**Work to complete**
Nothing in the records should be left out; transcribe them exactly.

▽

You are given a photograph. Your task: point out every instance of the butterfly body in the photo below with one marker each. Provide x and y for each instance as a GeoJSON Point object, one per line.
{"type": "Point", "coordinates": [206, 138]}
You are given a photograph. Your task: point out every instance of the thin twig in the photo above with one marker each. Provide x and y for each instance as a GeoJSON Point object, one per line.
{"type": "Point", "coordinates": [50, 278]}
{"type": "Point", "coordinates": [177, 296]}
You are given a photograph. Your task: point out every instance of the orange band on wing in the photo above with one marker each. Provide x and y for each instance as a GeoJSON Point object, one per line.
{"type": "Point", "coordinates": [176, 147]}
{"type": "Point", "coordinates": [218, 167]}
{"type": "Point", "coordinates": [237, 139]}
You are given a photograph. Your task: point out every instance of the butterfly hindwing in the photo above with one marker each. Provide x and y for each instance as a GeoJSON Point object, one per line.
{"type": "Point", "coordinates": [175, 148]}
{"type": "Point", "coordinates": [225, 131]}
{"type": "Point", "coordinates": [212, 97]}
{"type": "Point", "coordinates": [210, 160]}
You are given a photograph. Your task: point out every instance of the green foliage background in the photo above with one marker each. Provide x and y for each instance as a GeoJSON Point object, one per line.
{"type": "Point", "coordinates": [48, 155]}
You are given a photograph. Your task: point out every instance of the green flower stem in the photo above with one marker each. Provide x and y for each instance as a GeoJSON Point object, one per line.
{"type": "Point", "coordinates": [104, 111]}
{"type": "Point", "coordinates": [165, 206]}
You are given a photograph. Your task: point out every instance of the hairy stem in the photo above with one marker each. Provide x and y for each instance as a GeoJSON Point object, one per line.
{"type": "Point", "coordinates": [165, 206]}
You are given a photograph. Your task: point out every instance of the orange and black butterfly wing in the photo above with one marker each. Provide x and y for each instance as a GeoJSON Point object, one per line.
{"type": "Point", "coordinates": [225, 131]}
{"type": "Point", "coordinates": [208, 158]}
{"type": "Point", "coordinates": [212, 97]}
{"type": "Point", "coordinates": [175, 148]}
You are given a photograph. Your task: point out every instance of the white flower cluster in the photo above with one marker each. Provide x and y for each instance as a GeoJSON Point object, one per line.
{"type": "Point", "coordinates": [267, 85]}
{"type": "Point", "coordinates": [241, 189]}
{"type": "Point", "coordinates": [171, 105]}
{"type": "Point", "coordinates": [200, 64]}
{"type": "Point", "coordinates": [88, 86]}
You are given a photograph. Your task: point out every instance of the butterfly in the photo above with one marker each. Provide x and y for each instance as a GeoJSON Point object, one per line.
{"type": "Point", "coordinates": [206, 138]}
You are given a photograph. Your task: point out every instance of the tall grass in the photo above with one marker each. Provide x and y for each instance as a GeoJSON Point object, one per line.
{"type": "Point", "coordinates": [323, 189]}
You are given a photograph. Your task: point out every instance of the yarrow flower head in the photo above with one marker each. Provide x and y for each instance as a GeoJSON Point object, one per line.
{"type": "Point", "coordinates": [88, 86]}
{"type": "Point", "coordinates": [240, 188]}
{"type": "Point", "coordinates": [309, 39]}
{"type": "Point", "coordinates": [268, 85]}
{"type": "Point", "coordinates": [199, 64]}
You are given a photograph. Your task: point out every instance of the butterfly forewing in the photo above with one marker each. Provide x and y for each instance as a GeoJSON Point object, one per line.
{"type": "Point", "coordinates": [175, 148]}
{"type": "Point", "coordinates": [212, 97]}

△

**Your solution**
You are given a photograph. Your task: point out every instance of the butterfly body in the photo below with one marker each. Provide x and y for each instance as a GeoJSON Point object, one per line.
{"type": "Point", "coordinates": [206, 138]}
You are given a photograph. Your task: point out every instance of the thin twig in the photo above with one marker each. Provide x and y for each instance as a GeoJSON Point object, one per line.
{"type": "Point", "coordinates": [50, 278]}
{"type": "Point", "coordinates": [177, 296]}
You are given a photograph. Your task: point out every instance of the orange band on wing in the photo above with one marker each. Provide x and y for each instance as a GeoJSON Point object, one per line.
{"type": "Point", "coordinates": [176, 147]}
{"type": "Point", "coordinates": [218, 167]}
{"type": "Point", "coordinates": [237, 139]}
You are given a photograph. Your task: point out every instance of the butterfly hindwing in the photo above with one marker each. Provide x and y for each instance as a GeoJSON Point object, one per line.
{"type": "Point", "coordinates": [175, 148]}
{"type": "Point", "coordinates": [225, 131]}
{"type": "Point", "coordinates": [212, 97]}
{"type": "Point", "coordinates": [210, 160]}
You are given a photograph. Your task: point out every instance of the green foliage background in the photo above with one marker each. Provide x and y for each instance as a GeoJSON Point object, one per line.
{"type": "Point", "coordinates": [48, 155]}
You are given a photograph. Your task: point out every instance of the green flower stem in the photo above with one marker each. Provide x and y for each instance as a GeoJSON Point object, one per line.
{"type": "Point", "coordinates": [104, 111]}
{"type": "Point", "coordinates": [165, 206]}
You are given a photograph. Your task: point out every instance of the hairy stem in the photo above with one marker each. Provide x and y for each instance as a GeoJSON Point object, one per line.
{"type": "Point", "coordinates": [165, 206]}
You are given a photograph. Your task: point out every instance of the orange and black butterfly wing in the photo above with one marker each. Provide x and y for each instance as a GeoJSON Point object, one per line.
{"type": "Point", "coordinates": [225, 131]}
{"type": "Point", "coordinates": [208, 158]}
{"type": "Point", "coordinates": [212, 97]}
{"type": "Point", "coordinates": [175, 148]}
You are given a photograph. Your task: point out every instance of the white flower cluster in the photo above with one marker each. Provide x and y for each instance as a GeoJSON Point object, one per line.
{"type": "Point", "coordinates": [267, 85]}
{"type": "Point", "coordinates": [241, 189]}
{"type": "Point", "coordinates": [171, 105]}
{"type": "Point", "coordinates": [200, 64]}
{"type": "Point", "coordinates": [88, 86]}
You are given a photograph. Your task: point out every instance of the butterfly in the photo above with one marker each. Provide x and y for each instance as a GeoJSON Point object, one per line.
{"type": "Point", "coordinates": [206, 138]}
You are given a photograph. Your task: point out every instance of the tall grass in the photo above with one marker each. Provide x and y for each instance as a GeoJSON Point object, one per line.
{"type": "Point", "coordinates": [323, 189]}
You are given a photograph. Your task: point out every instance of the yarrow flower head in the photo above with one marker each. Provide x and y for each instance as a GeoJSON Point object, one per line.
{"type": "Point", "coordinates": [88, 86]}
{"type": "Point", "coordinates": [240, 188]}
{"type": "Point", "coordinates": [309, 39]}
{"type": "Point", "coordinates": [268, 85]}
{"type": "Point", "coordinates": [199, 64]}
You are given a photograph. Your task: point out every instance of the butterfly forewing in the photo above with one marker each. Provide x and y for each instance as a GeoJSON Point object, one per line.
{"type": "Point", "coordinates": [175, 148]}
{"type": "Point", "coordinates": [212, 97]}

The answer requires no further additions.